Your answer should be the complete set of entries, transcribed exactly.

===== RECORDS FOR THIS TASK

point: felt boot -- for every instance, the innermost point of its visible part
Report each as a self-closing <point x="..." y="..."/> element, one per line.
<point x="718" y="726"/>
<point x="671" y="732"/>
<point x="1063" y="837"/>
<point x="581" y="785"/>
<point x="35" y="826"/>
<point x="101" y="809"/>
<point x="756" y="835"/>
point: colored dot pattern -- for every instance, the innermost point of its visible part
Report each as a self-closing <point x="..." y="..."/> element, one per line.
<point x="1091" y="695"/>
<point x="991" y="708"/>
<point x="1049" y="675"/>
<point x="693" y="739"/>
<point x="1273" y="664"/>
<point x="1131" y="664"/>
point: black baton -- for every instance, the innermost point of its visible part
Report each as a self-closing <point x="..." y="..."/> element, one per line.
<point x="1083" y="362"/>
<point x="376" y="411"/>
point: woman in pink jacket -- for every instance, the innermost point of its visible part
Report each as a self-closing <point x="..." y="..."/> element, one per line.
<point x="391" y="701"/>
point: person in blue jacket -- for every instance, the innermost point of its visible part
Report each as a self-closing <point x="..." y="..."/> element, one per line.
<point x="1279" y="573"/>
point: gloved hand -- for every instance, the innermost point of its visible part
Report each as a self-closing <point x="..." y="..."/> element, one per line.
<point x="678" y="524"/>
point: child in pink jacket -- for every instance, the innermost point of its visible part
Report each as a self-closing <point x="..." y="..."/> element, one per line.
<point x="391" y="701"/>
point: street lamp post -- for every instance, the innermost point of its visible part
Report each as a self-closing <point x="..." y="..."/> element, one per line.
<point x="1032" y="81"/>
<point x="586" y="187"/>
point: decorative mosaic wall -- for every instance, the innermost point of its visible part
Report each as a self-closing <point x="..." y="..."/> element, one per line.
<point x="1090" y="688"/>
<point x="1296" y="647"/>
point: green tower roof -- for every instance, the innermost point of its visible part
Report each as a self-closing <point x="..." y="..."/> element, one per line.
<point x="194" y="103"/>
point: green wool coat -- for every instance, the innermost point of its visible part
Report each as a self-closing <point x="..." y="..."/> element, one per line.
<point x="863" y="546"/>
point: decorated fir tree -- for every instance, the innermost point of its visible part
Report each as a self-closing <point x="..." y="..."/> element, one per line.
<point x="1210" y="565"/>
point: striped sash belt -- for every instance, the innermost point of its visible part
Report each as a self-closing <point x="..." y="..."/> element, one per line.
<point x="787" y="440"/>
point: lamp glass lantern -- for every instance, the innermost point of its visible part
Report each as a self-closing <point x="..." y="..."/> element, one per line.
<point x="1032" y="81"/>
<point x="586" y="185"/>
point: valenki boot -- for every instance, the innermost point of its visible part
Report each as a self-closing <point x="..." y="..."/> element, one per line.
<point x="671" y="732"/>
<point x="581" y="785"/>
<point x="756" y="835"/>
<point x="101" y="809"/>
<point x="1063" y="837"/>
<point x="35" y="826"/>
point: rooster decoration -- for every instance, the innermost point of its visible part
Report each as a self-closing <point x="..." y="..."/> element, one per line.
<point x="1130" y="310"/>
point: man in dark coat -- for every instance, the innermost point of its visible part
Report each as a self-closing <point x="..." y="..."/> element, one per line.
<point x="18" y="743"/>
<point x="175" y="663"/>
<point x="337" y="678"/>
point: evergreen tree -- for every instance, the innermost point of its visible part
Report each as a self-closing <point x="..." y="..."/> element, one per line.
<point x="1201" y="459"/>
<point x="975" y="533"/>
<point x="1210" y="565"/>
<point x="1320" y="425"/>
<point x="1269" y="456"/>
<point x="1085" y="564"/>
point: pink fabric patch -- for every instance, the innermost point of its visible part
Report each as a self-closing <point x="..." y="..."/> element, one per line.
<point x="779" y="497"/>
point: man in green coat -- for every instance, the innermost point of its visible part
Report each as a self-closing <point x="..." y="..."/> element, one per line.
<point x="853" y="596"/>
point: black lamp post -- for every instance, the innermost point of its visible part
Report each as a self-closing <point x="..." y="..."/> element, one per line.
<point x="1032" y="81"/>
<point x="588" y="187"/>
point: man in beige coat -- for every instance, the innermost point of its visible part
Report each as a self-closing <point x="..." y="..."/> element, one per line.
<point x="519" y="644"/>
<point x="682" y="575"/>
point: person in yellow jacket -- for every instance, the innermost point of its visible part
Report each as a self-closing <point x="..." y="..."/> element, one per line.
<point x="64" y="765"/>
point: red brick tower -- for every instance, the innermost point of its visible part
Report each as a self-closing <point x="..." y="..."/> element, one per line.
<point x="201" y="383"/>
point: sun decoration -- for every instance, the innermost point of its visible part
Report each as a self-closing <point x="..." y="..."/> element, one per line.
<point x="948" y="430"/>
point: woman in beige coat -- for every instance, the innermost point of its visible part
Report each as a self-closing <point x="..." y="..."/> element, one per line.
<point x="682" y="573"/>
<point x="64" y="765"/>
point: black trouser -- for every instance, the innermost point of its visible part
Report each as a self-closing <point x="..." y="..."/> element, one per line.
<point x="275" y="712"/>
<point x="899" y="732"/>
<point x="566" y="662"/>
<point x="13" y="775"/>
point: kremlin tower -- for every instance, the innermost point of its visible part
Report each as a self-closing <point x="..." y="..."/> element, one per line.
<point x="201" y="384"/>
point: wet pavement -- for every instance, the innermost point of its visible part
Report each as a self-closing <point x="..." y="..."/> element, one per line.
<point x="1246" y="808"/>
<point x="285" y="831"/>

==========

RESULT OF THIS EXERCISE
point: felt boot -- for every instance, the innermost point of its visible part
Report each as a self-closing <point x="..." y="..."/> element, one per line.
<point x="718" y="726"/>
<point x="671" y="732"/>
<point x="1063" y="837"/>
<point x="581" y="785"/>
<point x="35" y="826"/>
<point x="101" y="809"/>
<point x="756" y="835"/>
point: colored dot pattern -- for every instance, the innermost point of its visible part
Report each as a self-closing <point x="..." y="..."/> element, one per line.
<point x="1091" y="695"/>
<point x="991" y="708"/>
<point x="1049" y="675"/>
<point x="693" y="739"/>
<point x="1273" y="664"/>
<point x="1131" y="664"/>
point: black baton -- for every instance, the innermost point of its visible part
Report each as a self-closing <point x="..." y="..."/> element, one per line.
<point x="1083" y="362"/>
<point x="376" y="411"/>
point: woman in pink jacket -- for every instance, the innermost point of its visible part
Report each as a self-closing <point x="..." y="..."/> element, one per line.
<point x="391" y="701"/>
point: person in blue jacket -- for every instance, the innermost point of its visible part
Report each as a self-closing <point x="..." y="..."/> element, one per line.
<point x="1279" y="573"/>
point: gloved hand -- for every instance, the innermost point of its visible part
Report each as a self-closing <point x="..." y="..."/> element, one per line.
<point x="678" y="524"/>
point: child in pink jacket -- for every instance, the innermost point of its visible part
Report each as a self-closing <point x="..." y="..."/> element, one per line.
<point x="391" y="701"/>
point: street lamp post -- for every instance, the innermost point of its visible part
Report each as a self-closing <point x="..." y="..."/> element, one per line.
<point x="1032" y="81"/>
<point x="586" y="187"/>
point: decorative mosaic wall -- for every instance, the innermost point of its visible part
Report each as a self-closing <point x="..." y="..."/> element, one per line.
<point x="1090" y="688"/>
<point x="1296" y="647"/>
point: green tower roof -- for every instance, the innermost point of its visible part
Report each as a self-closing <point x="..." y="..."/> element, one per line.
<point x="194" y="103"/>
point: green wool coat -- for every instance, the innermost point of its visible part
Report each as a self-closing <point x="..." y="..."/> element, one per line.
<point x="863" y="546"/>
point: decorated fir tree -- for every instance, the innermost point of its visible part
Report each as a self-closing <point x="..." y="..."/> element, one per line.
<point x="1210" y="565"/>
point: striped sash belt -- for every instance, the innermost point of its visible part
Report each as a self-closing <point x="..." y="..."/> element, one per line.
<point x="787" y="440"/>
point: lamp glass lantern -- for every instance, the innermost point of its visible part
Report each as a self-closing <point x="..." y="..."/> element, one per line.
<point x="1032" y="81"/>
<point x="586" y="185"/>
point: valenki boot -- for every instance, the innermost point of its visible part
Report each as a self-closing <point x="..." y="..."/> element, one per line.
<point x="671" y="732"/>
<point x="581" y="785"/>
<point x="756" y="835"/>
<point x="101" y="809"/>
<point x="1063" y="837"/>
<point x="35" y="826"/>
point: rooster decoration -- for every instance, the innermost point of its visible part
Report each as a self-closing <point x="..." y="..."/> element, one per line.
<point x="1130" y="310"/>
point: man in dark coat -- for every instance, the innermost point of its visible part
Report each as a self-closing <point x="..." y="..."/> element, one per line.
<point x="18" y="743"/>
<point x="175" y="663"/>
<point x="337" y="678"/>
point: evergreen tree -- for every instance, the innermost point of its visible part
Report each as a self-closing <point x="..." y="..."/> element, one per line.
<point x="1201" y="459"/>
<point x="975" y="533"/>
<point x="1210" y="565"/>
<point x="1320" y="425"/>
<point x="1269" y="456"/>
<point x="1085" y="564"/>
point: pink fabric patch -- for every instance, the innermost point of its visible part
Report each as a self-closing <point x="..." y="..."/> element, one per line.
<point x="779" y="497"/>
point: man in green coat -- for every instance, the innermost point of its visible part
Report each as a self-closing <point x="..." y="..."/> element, one per line.
<point x="853" y="596"/>
point: black lamp post -- for every instance, the innermost point of its visible part
Report each as a self-closing <point x="..." y="..."/> element, one per line.
<point x="1032" y="81"/>
<point x="588" y="187"/>
point: man in beige coat -- for every instance, the innermost point of its visible part
Report each as a self-closing <point x="..." y="..."/> element, one per line.
<point x="519" y="644"/>
<point x="682" y="575"/>
point: person in yellow jacket -- for every instance, the innermost point of its visible part
Report each as a self-closing <point x="..." y="..."/> element, one per line.
<point x="64" y="765"/>
point: red brick tower -- for every instance, the innermost point of its visible part
Report each as a self-closing <point x="..." y="..."/> element, one per line.
<point x="201" y="383"/>
point: sun decoration -- for every instance, the innermost point of its visible part
Report each as a self-closing <point x="..." y="..."/> element, one per line.
<point x="948" y="430"/>
point: woman in beige coat -- for every instance, the innermost point of its visible part
Report each as a self-closing <point x="..." y="..."/> element, one per line.
<point x="682" y="573"/>
<point x="64" y="765"/>
point: black trouser -- for every instance, the innermost point of its visible part
Report each as a self-closing <point x="..." y="..."/> element, one per line.
<point x="275" y="712"/>
<point x="899" y="732"/>
<point x="566" y="662"/>
<point x="13" y="775"/>
point: kremlin tower -- for every instance, the innermost point of its visible part
Report each as a self-closing <point x="..." y="..."/> element, one per line.
<point x="201" y="384"/>
point: wet pavement -- for every instance, the innermost point of its visible part
Report each as a self-closing <point x="..." y="..."/> element, one per line.
<point x="1246" y="808"/>
<point x="285" y="831"/>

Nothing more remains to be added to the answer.